Do this: Reproduce every line of the material below as a numbered list, omitting any blank lines.

--------------------------------

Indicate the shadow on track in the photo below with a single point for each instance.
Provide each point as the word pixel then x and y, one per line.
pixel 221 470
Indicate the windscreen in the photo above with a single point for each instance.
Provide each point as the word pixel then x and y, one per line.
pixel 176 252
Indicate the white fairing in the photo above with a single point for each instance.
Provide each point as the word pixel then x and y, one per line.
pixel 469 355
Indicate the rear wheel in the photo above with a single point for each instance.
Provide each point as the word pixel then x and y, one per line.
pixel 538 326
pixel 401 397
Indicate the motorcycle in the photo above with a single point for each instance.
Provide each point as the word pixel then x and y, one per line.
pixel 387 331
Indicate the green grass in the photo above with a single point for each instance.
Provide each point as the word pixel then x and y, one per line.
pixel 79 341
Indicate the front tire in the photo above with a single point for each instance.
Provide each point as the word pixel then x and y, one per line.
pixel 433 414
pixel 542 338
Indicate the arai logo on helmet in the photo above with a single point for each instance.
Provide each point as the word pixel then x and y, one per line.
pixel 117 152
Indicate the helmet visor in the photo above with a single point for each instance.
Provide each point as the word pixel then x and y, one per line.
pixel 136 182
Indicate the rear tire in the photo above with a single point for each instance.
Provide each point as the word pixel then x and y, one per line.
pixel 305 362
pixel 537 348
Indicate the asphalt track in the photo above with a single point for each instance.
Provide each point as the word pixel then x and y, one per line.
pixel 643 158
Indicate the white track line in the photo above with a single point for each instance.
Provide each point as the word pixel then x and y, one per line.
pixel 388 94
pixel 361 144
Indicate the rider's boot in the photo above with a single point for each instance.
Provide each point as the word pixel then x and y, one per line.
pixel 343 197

--------------------------------

Solution for this task:
1. Indicate the shadow on track in the photo below with a single point for each instance.
2. Provide each point as the word pixel then x and y, one per line.
3. pixel 221 470
4. Indicate the windscreen in the photo above with a single point for each instance.
5. Provide each point as the word pixel then x and y, one per line.
6. pixel 176 252
7. Indicate the white fairing in the photo above with a single point for each instance.
8. Provide each point as the word pixel then x and y, one per line.
9. pixel 469 355
10. Indicate the rear wheel in the photo above with a single point for each instance.
11. Provide each point as the word pixel then x and y, one per line.
12. pixel 538 326
13. pixel 401 397
14. Indicate the motorcycle in the photo above with a single point for each instance.
15. Provide each point as the word pixel then x and y, one per line.
16. pixel 387 331
17. Indicate the green grass in the photo above with a single point for each instance.
18. Provide each point as the word pixel then x and y, one per line.
19. pixel 79 341
20. Indicate the front tire in the photo above with a single point for each instance.
21. Provide each point as the word pixel then x and y, one per line.
22. pixel 433 414
23. pixel 542 338
24. Indicate the arai logo on helmet in the photo above with a single point for each instance.
25. Provide each point as the word pixel then x and y, one per line.
26. pixel 117 152
27. Indicate the helmet visor in the photo above with a single point for each instance.
28. Provide each point as the word pixel then x and y, one per line.
29. pixel 136 182
30. Indicate the rear tire in the photo above with a single point for each instance.
31. Provide each point as the word pixel then x and y, one per line.
32. pixel 305 362
33. pixel 537 348
34. Indicate the asphalt track in the photo above with a single point for each instance.
35. Provide each point as the word pixel then x and y, one per line.
36. pixel 643 158
37. Indicate the white track line in the photo above with a single point for each instance.
38. Provide each point as the word pixel then x and y, one per line.
39. pixel 388 94
40. pixel 361 144
41. Indicate the rider's boot in the photo above with a single point for each instance.
42. Provide each point as the word pixel then x and y, one per line.
43. pixel 343 197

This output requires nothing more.